— start Records shown —

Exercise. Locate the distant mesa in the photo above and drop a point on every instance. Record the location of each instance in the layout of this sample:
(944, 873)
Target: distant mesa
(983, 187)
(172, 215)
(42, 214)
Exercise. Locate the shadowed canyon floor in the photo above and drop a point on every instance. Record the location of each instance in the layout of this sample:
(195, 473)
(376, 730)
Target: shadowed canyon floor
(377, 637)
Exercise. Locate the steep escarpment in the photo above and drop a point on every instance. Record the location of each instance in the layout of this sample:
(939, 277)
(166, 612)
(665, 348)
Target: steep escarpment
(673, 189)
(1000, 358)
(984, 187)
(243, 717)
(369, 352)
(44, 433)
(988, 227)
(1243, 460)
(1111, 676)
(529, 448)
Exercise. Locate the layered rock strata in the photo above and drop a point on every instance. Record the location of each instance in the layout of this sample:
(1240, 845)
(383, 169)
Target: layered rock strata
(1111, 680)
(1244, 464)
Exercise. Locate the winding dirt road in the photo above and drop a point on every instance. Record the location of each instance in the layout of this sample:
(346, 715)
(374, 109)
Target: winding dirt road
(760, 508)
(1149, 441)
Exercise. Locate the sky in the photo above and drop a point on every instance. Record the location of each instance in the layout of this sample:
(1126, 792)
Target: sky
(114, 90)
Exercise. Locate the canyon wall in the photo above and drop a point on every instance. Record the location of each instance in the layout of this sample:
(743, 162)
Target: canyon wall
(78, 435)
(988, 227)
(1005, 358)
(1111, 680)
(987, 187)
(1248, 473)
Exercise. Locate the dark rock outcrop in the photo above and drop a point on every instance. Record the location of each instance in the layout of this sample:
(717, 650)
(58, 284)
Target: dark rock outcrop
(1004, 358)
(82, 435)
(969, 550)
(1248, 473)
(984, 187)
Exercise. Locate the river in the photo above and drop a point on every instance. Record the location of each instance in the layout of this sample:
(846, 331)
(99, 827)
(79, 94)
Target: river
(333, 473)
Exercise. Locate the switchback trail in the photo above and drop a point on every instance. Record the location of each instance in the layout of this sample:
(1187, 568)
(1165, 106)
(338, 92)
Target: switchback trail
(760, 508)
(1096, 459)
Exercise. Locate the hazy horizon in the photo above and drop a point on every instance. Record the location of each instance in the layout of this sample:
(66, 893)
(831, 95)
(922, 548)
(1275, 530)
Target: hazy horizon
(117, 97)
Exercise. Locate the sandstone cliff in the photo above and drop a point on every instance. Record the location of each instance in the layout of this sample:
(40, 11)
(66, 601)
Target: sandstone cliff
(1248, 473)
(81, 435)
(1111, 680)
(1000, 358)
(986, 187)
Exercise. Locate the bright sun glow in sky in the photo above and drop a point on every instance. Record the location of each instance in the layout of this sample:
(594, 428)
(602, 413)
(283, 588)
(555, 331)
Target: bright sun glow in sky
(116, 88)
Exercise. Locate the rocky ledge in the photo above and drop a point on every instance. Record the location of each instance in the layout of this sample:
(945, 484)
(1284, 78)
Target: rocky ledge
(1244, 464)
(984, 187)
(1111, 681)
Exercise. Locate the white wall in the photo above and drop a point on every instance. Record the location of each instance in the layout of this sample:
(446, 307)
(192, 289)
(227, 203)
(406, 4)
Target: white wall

— end Records shown —

# Description of the task:
Change "drop a point" to "place a marker" everywhere in the lines above, and give the lines back with nothing else altered.

# The completed task:
Exercise. Locate the distant mesa in the photo above and place a marker on every instance. Record the location of each instance in the layout of this sample:
(944, 873)
Target: distant mesa
(983, 187)
(172, 215)
(42, 214)
Exercise. Locate the shadowed canyon floor in the photo above and place a marker on every instance. Record the location of each instance in the layout of this sample:
(195, 473)
(376, 730)
Target: shadowed canyon floor
(377, 637)
Exercise. Locate the steep escarpment in the photo above and place a marker on every instance. Record the location of each instance in the layout of this sample:
(939, 277)
(166, 612)
(665, 348)
Target: steep escarpment
(673, 189)
(1000, 358)
(984, 187)
(243, 717)
(369, 352)
(44, 433)
(988, 227)
(1243, 460)
(1111, 676)
(529, 448)
Exercise. Locate the layered rock strata in the photo above and place a marker on every instance. Record the location of each instance in the layout of this sample:
(1240, 845)
(383, 169)
Target: layered rock strata
(1111, 680)
(1244, 464)
Exercise. Locate the winding dirt road in the photo above and place a marker on every instance. Record the location of each instance in the layout of this sample:
(346, 715)
(374, 109)
Target: winding dirt road
(760, 508)
(1149, 441)
Exercise. Locate the sky in the photo above and place a marker on every instance. Record the location of each instance in the layout of this sample:
(1126, 792)
Target: sky
(114, 90)
Exercise. Locate the canyon wall in the photo above and place a marker on every instance. Record the location of each instance in the layout of this sample:
(743, 162)
Target: canyon wall
(78, 435)
(988, 227)
(1005, 358)
(1111, 680)
(987, 187)
(1248, 473)
Exercise. Locate the dark rock outcrop in the photo above and place a marker on every instance. Record the location of each instance in the layout of this sample:
(717, 650)
(58, 284)
Target: dark rock outcrop
(1004, 358)
(82, 435)
(969, 550)
(1248, 473)
(984, 187)
Exercise. Locate the river in the photo above and place a marker on every instance. Record the location of each instance in the layout of this sample:
(846, 331)
(99, 827)
(79, 94)
Target: river
(333, 473)
Exercise. Locate the switchback trail in the photo above and place a marker on every instance. Record the location of each instance in the layout of this sample:
(1187, 568)
(1165, 106)
(338, 92)
Target: switchback trail
(760, 508)
(1096, 459)
Exercise. Locate the hazy horizon in the photo above and place a marker on every instance. Record the location of each instance in the layout of this sample:
(66, 893)
(831, 95)
(922, 548)
(1275, 530)
Target: hazy horizon
(117, 97)
Exercise. Locate the sandstone cliff in the photo above and place a marker on every instance. Record the location of each instance in the layout of this sample:
(40, 11)
(66, 601)
Target: sandstone cliff
(1248, 473)
(81, 435)
(1111, 680)
(1000, 358)
(986, 187)
Exercise. Locate the bright sun glow in sky in the photo above and place a marker on every instance. Record the location of each instance in the layout of this sample:
(594, 428)
(602, 413)
(283, 588)
(555, 331)
Target: bright sun glow in sky
(116, 88)
Exercise. Locate the rocky ledge in the photo above and place a marker on every instance. Record the location of each instance in the layout of this sample:
(945, 484)
(1284, 78)
Target: rocky ledge
(1244, 464)
(984, 187)
(1111, 681)
Exercise. Locate the white wall in the photo above and place a marker on every instance. Record the location of each instance in the layout of this sample:
(446, 307)
(192, 289)
(227, 203)
(406, 4)
Target: white wall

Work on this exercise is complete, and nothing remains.